§ **ESTRATTO SELEZIONATO**:
__________

Data questa premessa, sorge spontanea una riflessione su quello che è il cuore della questione. Più specificatamente mi chiedo se il problema della professione, seppur affetto da una esiguità di organici impiegati, non risieda nell’organizzazione della stessa nei contesti operativi.

In buona sostanza la ridefinizione del ruolo del professionista infermiere inserito nell’equipe di cura risulta, a mio modo di vedere, una questione altrettanto urgente al fine di garantire in primis la sicurezza delle cure ed in secundis una doverosa valorizzazione professionale con conseguente riconoscimento sotto vari aspetti; non da ultimo quello economico.

Occorre chiarire una volta per tutte il vero ruolo dell’Infermiere come professionista dell’assistenza; mettere in pratica davvero ciò che è sancito da leggi, profilo professionale e codice deontologico, nonché dall’orientamento giurisprudenziale che concorre a definire chiaramente la nostra figura.

Non è più tempo per rimandare la questione, anche se i primi a doverne prendere coscienza siamo noi stessi con un approccio univoco e coeso alla nostra professionalità. Un approccio che non prevede svendite di alcun genere né, tantomeno, il colmare carenze ormai sedimentate di cui non siamo responsabili e, soprattutto, fanno male alla categoria ed ai nostri assistiti. La sicurezza delle cure passa anche attraverso la consapevolezza professionale: quella di essere una categoria di professionisti della salute in grado di fare la differenza nel percorso di cura.

Il focus del cambiamento sta nel mirare alla vera autonomia che passi dalle seguenti istanze:
  • Riformare ed innalzare il livello della formazione di base e post base uniformandola il più possibile a livello nazionale e pretendere che sia nostro appannaggio. Una soluzione potrebbe essere quella di istituire una facoltà autonoma in Ateneo.
  • Uscire dal comparto ed ottenere finalmente una contrattazione ad hoc per i professionisti sanitari, in modo da ridefinire competenze e riconoscimenti peculiari e non appiattiti.
  • Ottenere un’area specifica di definizione delle nostre prestazioni nel sistema sanitario (drg infermieristici).
  • Essere presenti nello scenario politico per contribuire al fattivo cambiamento.

In definitiva credo che siamo ancora lontani da conquiste epocali, vista l’assoluta frammentarietà del panorama professionale che non ci permette di avere un margine di azione ampio. Molti freni sono messi dalla varietà di contesti come, ad esempio, situazioni contrattuali discutibili che tendono a rendere ricattabile il professionista a giovamento di talune scellerate gestioni aziendali.

__________

§ **RICHIESTA A**: Come si legge il brano sulla professione infermieristica a partire da "Il focus del" e terminando con "e non appiattiti.", se si sostituisce "comparto" con "settore"?
Il brano e l'elenco sono materiali del tutto indipendenti tra loro.

__________

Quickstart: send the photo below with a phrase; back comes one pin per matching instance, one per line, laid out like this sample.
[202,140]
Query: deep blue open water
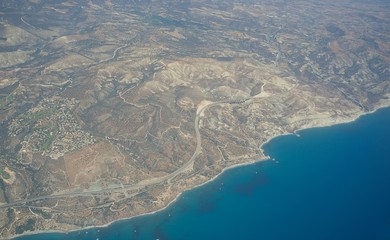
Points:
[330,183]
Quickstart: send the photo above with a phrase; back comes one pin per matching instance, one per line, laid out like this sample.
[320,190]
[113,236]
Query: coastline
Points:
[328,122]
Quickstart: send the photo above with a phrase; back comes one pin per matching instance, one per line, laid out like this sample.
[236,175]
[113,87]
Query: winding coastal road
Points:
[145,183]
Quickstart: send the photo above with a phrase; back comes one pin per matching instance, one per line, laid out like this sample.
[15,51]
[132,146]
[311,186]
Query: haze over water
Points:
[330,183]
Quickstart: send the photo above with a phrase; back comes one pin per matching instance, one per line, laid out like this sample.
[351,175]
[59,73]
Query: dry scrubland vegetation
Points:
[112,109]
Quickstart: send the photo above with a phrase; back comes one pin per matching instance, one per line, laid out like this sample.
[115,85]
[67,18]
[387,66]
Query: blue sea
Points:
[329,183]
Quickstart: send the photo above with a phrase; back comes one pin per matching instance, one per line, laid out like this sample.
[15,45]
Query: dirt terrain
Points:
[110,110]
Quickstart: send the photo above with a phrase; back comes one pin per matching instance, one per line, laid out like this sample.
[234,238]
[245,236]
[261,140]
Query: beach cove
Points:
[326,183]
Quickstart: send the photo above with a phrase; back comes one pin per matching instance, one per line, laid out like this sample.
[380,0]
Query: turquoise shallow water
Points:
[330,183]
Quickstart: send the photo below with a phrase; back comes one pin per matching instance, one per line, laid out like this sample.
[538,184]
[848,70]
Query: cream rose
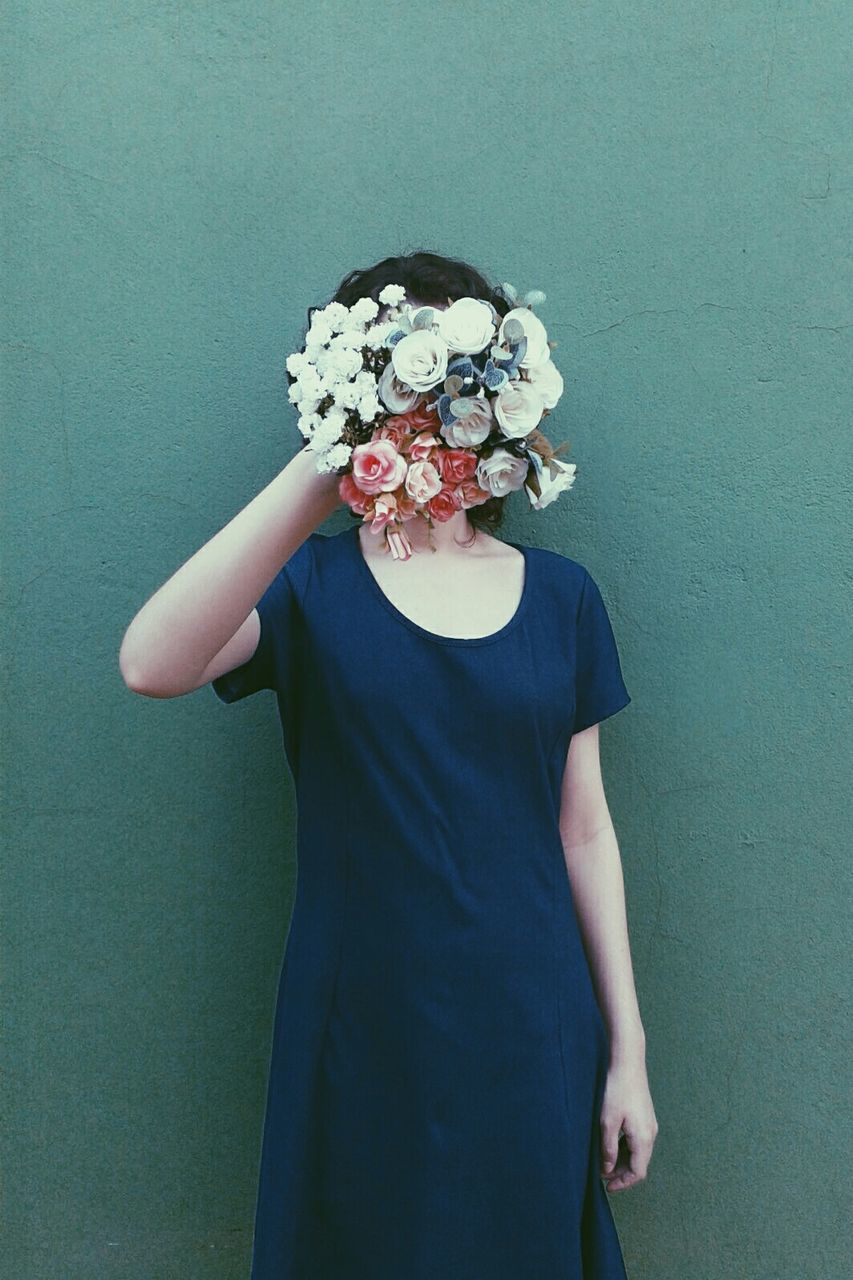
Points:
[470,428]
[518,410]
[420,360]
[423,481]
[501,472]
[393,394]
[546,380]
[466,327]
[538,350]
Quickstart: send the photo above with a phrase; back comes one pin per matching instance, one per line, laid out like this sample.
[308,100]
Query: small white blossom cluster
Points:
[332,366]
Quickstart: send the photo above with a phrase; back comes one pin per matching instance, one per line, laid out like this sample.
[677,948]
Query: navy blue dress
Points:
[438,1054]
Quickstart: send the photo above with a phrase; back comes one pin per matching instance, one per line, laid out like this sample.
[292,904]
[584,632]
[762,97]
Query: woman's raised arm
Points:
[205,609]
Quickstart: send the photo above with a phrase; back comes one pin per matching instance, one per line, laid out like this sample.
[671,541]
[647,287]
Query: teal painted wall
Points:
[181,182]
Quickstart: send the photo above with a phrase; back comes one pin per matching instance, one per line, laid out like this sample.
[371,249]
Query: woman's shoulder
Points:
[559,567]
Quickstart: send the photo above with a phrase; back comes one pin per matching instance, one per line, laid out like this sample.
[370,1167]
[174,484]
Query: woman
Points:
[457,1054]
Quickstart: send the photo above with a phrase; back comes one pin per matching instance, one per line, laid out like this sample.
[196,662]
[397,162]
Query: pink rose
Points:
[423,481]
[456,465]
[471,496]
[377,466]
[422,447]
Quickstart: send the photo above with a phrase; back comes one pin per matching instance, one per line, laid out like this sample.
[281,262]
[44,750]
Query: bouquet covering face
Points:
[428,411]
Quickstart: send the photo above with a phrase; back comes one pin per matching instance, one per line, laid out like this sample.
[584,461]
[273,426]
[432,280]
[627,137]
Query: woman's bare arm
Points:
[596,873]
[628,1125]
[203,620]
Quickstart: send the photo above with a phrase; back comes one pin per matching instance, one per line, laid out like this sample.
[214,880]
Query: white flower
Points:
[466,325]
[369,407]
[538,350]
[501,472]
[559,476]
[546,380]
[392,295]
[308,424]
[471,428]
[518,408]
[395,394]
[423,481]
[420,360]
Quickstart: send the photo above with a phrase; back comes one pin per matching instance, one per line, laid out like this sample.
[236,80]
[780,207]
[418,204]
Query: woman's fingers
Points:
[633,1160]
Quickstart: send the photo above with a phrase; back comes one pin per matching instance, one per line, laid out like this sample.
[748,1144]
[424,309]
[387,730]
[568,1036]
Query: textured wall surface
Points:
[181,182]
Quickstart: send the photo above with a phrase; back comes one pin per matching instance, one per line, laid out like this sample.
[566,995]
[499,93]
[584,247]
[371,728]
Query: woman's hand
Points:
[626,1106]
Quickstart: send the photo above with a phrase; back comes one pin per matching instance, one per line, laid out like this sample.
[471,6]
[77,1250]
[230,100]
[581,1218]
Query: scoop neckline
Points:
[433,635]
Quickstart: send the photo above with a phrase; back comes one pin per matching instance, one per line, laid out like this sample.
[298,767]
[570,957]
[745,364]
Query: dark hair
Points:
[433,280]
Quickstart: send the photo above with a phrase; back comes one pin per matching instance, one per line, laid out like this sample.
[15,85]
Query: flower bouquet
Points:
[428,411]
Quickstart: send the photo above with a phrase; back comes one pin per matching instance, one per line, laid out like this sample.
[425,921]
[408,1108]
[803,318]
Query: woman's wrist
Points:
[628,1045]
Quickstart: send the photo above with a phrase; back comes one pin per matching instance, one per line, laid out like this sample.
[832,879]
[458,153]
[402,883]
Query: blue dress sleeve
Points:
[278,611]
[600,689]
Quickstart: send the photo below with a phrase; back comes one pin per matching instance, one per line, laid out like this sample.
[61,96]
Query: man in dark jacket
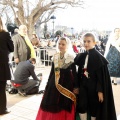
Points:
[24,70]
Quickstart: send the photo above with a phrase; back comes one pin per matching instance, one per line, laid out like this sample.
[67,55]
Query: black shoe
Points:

__________

§ **RICHIESTA B**: Quante righe dell'elenco contengono la parola "blue"? Indica soltanto il numero.

§ **RISPOSTA CORRETTA A**:
Il focus del cambiamento sta nel mirare alla vera autonomia che passi dalle seguenti istanze:
  • Riformare ed innalzare il livello della formazione di base e post base uniformandola il più possibile a livello nazionale e pretendere che sia nostro appannaggio. Una soluzione potrebbe essere quella di istituire una facoltà autonoma in Ateneo.
  • Uscire dal settore ed ottenere finalmente una contrattazione ad hoc per i professionisti sanitari, in modo da ridefinire competenze e riconoscimenti peculiari e non appiattiti.

§ **RISPOSTA CORRETTA B**: 4